Data records:
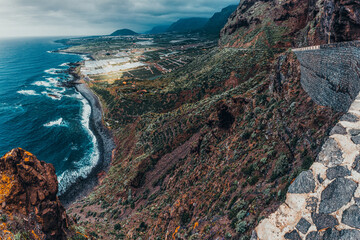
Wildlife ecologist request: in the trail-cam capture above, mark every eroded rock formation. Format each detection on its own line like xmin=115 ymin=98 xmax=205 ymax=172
xmin=0 ymin=148 xmax=70 ymax=240
xmin=220 ymin=0 xmax=360 ymax=48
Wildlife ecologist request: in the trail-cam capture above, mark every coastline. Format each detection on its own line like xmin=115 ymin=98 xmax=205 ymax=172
xmin=59 ymin=76 xmax=115 ymax=206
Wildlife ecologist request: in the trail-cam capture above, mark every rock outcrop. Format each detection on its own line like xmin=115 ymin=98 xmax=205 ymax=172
xmin=0 ymin=148 xmax=70 ymax=240
xmin=220 ymin=0 xmax=360 ymax=48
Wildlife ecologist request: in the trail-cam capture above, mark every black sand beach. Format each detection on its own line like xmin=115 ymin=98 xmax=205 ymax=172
xmin=59 ymin=81 xmax=115 ymax=206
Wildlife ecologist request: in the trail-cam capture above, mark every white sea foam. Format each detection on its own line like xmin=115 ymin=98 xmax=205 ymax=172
xmin=60 ymin=62 xmax=69 ymax=67
xmin=17 ymin=90 xmax=39 ymax=96
xmin=33 ymin=81 xmax=52 ymax=87
xmin=46 ymin=77 xmax=59 ymax=84
xmin=44 ymin=118 xmax=67 ymax=127
xmin=33 ymin=77 xmax=60 ymax=88
xmin=81 ymin=55 xmax=90 ymax=61
xmin=57 ymin=93 xmax=99 ymax=195
xmin=44 ymin=68 xmax=61 ymax=75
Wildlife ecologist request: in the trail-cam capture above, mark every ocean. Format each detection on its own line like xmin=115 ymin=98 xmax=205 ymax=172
xmin=0 ymin=37 xmax=99 ymax=196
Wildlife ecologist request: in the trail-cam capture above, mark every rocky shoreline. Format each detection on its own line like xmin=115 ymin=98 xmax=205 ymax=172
xmin=59 ymin=66 xmax=115 ymax=206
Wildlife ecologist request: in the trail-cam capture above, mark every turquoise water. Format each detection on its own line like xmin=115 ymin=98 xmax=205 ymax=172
xmin=0 ymin=37 xmax=99 ymax=195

Task prompt: The records above should be written out exactly, and the images dropped.

Answer for the task:
Wildlife ecologist request: in the trail-cam capture above, mark every eroded rock formation. Format each detection on its own line like xmin=115 ymin=98 xmax=205 ymax=172
xmin=0 ymin=148 xmax=70 ymax=240
xmin=220 ymin=0 xmax=360 ymax=48
Wildlife ecologist request: in the trail-cam capture above, mark every coastline. Format each detection on its own line like xmin=115 ymin=98 xmax=205 ymax=172
xmin=59 ymin=76 xmax=115 ymax=206
Wildlife ecologist request: in the trail-cam capture above, mark every rock outcrop. Format each detection on its own line like xmin=115 ymin=98 xmax=205 ymax=172
xmin=0 ymin=148 xmax=70 ymax=240
xmin=220 ymin=0 xmax=360 ymax=48
Wildlife ecologist request: in the trail-cam capture above, mark every black sand beach. Format each detection on its own line like xmin=115 ymin=98 xmax=205 ymax=172
xmin=59 ymin=81 xmax=115 ymax=206
Wildlife ecologist request: in the trail-cam capture above, mark every white sea foam. Format each detection on its own line like xmin=115 ymin=98 xmax=205 ymax=172
xmin=60 ymin=62 xmax=69 ymax=67
xmin=17 ymin=90 xmax=39 ymax=96
xmin=33 ymin=81 xmax=52 ymax=87
xmin=46 ymin=77 xmax=59 ymax=84
xmin=44 ymin=118 xmax=67 ymax=127
xmin=33 ymin=77 xmax=60 ymax=88
xmin=81 ymin=55 xmax=90 ymax=61
xmin=57 ymin=93 xmax=99 ymax=195
xmin=44 ymin=68 xmax=61 ymax=75
Wildlife ecologist request: in the trail-cam capture above, mark every ocean. Format each detection on its own line like xmin=115 ymin=98 xmax=205 ymax=172
xmin=0 ymin=37 xmax=99 ymax=196
Wildlife ecologist request: in the trail-cam capture above, mark every rocky shoreline. Format each detection on its own line like xmin=115 ymin=98 xmax=205 ymax=172
xmin=59 ymin=66 xmax=115 ymax=206
Wildlife ecologist request: in the trail-cam capture above, mark every turquoise water. Format each detection on its own line like xmin=115 ymin=98 xmax=205 ymax=172
xmin=0 ymin=37 xmax=99 ymax=195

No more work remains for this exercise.